Have you ever had an hour and a half where everything went wrong? No? Allow me to share the one I’ve just had.
Like so many minor annoyances it started with smooth and uncomplicated promise. I was going to set doll’s eyes, a difficult task, which few people in the world do in miniature. Having had thirty years of practise, I thought I might enjoy it.
Moreover the OH was settled down at the computer on a conference call with a load of other old astronomers, which meant he would be quiet for a couple of hours and I could get on in peace.
To start off I had a bit of a health scare. Once you have had plenty of time in hospital and/or under anaesthetic if something drops off, or you have a sudden pain, or there is unexpected oozing, or you feel sick, you no longer expect it to be nothing. Naturally I imagined I was dying (still here, you may have deduced) but decided to work through it.
I have a small tin of doll eyes. The wonderful man who made the incredible hollow blown glass eyes in sizes 5mm downwards (I use mostly 3mm and 4mm) has left the planet, so every eye is precious.
So, of course, I dropped the first eye on the floor.
My knees do not work well at night. I fell heavily about fifteen years ago and knackered a knee. Yes I have a knee that is fit for the knacker’s yard which I am keeping going with highly ineffective exercises. So I got down on the floor and began patting. I finally found the eye. It was looking at me way under the table. Having found the tiny eye it is inadvisable to straighten your back if you are under the table. Neither should you haul yourself up, your knee being knackered, by the chair on castors. Normally these stick and will not go over the edge of the rug, however if you are grasping a tiny eye and your knee will not save you, you could be on the road and up into town in a flash.
Eye setting is a matter of extreme patience. If one goes in, the second will swivel, fall out, get jammed in the neck hole, and when it finally does go in right, manipulated by tweezers which keep pinging off the smooth glass, the other eye will decide that looked like fun, and join in.
They all did that. Then I realised two sets had stalks that were too long to permit stringing, so I took the carefully positioned eyes out again, nibbled a bit of glass off with my scissors, which glass swarf, naturally, I picked up with the empty head and ground into my finger.

TASKS.
**a)** In the account of setting doll's eyes, which eye sizes does the writer use most?
**b)** Write the next part of the account of setting doll's eyes, picking up right after its last sentence.
The lines that come next are separate material, unrelated to the account of setting doll's eyes.

SOURCE INFORMATION.
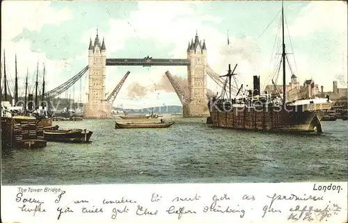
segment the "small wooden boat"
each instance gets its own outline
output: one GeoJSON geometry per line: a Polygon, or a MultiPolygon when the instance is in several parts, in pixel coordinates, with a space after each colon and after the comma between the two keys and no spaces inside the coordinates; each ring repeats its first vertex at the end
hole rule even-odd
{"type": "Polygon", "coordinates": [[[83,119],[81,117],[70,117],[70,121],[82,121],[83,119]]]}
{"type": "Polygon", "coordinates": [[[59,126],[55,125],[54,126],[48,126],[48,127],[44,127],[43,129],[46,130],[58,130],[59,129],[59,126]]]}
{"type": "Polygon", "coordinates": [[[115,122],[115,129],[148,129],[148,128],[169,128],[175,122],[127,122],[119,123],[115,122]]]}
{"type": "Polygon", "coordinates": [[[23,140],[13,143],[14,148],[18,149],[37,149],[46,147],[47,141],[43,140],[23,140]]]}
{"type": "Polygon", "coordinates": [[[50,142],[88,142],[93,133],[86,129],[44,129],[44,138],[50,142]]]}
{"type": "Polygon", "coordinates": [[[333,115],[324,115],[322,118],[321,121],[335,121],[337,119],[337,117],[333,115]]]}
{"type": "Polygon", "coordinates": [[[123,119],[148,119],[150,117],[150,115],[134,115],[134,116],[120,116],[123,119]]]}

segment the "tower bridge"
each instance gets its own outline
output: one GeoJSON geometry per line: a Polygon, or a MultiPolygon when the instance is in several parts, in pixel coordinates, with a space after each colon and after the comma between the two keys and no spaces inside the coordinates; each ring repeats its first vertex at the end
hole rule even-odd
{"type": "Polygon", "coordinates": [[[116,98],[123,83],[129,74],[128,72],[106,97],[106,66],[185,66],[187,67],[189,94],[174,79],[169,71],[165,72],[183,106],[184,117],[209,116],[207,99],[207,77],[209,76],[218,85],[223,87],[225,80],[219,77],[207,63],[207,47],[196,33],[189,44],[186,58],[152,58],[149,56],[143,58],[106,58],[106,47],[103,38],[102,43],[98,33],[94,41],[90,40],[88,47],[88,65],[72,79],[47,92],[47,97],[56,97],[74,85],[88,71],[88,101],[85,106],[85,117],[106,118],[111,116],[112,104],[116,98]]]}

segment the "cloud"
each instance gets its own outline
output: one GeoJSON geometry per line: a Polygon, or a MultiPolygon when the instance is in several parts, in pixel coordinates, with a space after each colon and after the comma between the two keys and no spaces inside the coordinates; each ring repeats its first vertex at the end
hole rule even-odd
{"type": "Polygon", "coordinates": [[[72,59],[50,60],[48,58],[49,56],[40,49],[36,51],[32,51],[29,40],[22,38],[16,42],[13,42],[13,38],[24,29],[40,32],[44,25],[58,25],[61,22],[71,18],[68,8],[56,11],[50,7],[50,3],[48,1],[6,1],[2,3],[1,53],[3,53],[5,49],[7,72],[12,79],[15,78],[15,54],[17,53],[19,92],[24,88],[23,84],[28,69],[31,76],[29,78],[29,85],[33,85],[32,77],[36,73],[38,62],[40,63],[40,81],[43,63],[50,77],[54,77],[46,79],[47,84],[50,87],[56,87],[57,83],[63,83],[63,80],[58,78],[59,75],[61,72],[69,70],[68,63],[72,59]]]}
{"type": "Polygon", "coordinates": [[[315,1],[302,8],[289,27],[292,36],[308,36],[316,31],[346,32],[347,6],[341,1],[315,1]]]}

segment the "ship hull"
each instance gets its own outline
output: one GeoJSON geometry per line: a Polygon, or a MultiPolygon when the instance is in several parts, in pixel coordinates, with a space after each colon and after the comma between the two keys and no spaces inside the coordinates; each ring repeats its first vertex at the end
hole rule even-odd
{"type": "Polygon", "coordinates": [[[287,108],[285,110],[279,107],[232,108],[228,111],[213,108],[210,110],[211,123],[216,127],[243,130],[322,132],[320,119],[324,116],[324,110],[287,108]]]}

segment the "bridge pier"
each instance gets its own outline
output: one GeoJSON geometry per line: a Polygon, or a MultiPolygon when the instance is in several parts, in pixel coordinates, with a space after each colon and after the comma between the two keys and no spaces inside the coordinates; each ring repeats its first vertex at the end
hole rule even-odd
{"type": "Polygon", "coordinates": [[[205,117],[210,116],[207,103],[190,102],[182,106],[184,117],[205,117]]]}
---
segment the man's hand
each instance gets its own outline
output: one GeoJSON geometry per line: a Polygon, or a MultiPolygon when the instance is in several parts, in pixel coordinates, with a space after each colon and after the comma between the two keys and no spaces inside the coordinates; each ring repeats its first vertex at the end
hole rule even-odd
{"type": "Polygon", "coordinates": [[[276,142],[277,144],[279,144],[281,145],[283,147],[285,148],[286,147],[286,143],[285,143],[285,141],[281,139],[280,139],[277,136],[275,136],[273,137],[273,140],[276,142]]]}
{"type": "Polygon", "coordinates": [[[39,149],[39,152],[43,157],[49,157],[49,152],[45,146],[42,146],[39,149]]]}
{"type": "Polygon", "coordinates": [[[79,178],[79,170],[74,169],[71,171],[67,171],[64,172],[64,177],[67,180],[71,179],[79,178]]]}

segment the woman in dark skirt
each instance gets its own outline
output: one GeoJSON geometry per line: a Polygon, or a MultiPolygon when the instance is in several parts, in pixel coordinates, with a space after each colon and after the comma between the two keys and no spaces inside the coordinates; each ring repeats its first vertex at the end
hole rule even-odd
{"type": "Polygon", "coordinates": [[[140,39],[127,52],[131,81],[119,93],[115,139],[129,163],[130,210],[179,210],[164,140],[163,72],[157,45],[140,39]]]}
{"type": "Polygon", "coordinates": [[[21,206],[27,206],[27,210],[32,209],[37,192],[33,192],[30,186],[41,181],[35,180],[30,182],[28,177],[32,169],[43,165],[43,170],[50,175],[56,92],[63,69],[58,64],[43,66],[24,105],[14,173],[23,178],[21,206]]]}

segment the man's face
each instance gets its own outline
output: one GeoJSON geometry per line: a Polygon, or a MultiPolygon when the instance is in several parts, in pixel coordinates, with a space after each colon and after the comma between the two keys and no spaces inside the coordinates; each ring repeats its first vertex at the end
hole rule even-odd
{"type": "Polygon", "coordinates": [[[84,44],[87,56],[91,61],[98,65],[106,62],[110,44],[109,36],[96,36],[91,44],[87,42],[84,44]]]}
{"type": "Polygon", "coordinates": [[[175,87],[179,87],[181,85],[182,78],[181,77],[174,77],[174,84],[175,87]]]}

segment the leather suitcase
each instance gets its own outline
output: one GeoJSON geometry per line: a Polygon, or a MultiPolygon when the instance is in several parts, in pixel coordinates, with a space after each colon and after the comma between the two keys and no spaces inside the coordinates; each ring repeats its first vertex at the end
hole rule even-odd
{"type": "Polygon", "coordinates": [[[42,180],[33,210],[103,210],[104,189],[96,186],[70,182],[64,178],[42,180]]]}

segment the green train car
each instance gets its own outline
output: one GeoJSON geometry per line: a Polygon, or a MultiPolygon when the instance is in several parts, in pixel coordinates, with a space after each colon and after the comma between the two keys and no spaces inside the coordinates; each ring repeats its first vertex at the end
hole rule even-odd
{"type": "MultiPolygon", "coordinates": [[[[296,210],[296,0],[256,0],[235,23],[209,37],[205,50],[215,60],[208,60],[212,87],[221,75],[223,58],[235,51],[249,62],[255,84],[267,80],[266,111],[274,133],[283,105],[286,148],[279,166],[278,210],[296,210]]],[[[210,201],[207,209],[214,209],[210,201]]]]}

ANSWERS BY TASK.
**a)** 3mm and 4mm.

**b)**
Having got all the heads prepared, with every eye stuck in temporarily with sticky wax, I repaired to the sink to mix up the plaster of Paris. I opened the tub of plaster and started opening the internal plastic bag, which, being almost as old as I am, just disintegrated into a pile of dust, right beside the sink. You should never wash plaster down the sink unless you are a plumber, or you are married to a plumber, or in a civil, or uncivil, union with a plumber. I subscribe to none of these but I did it anyway because I was coated with plaster, when the intention had been to fill the dolls’ heads with plaster, not the doll maker.
Then an eye came out as it was having the plaster poured behind it, so I washed all that head off and began again by which time the plaster had set, in the only tiny receptacle I could find, but not before covering the bathroom in a light film of plaster dust. So the second lot of plaster got mixed up in the lid of an evaporating eye make-up remover bottle, which stupidity I shall regret tomorrow.
And rest. By this time the health panic was over but my back was aching instead.
I did wonder, when I began making dolls thirty years ago why no one else was making miniature dolls with glass eyes. Why, I wondered, is no other doll maker doing this?
Common sense. They all had too much common sense. They looked and thought the job was going to be expensive and too difficult to do in any way commercially, so, sensibly, they did not bother.
The only other daft thing I have done so far this evening is sweep the rest of the shattered glass off the table with my hand.
You can’t see the glass in your hand, just feel it.
I shall now go to bed and begin again in the afternoon. That is, if I haven’t clonked the OH with the wok he’d been making his tea in. I told him of my fraught evening and he laughed.
In the morning I am having my hair permed, I do hope that will pass without incident, if you see me with clown hair at the show, you will know.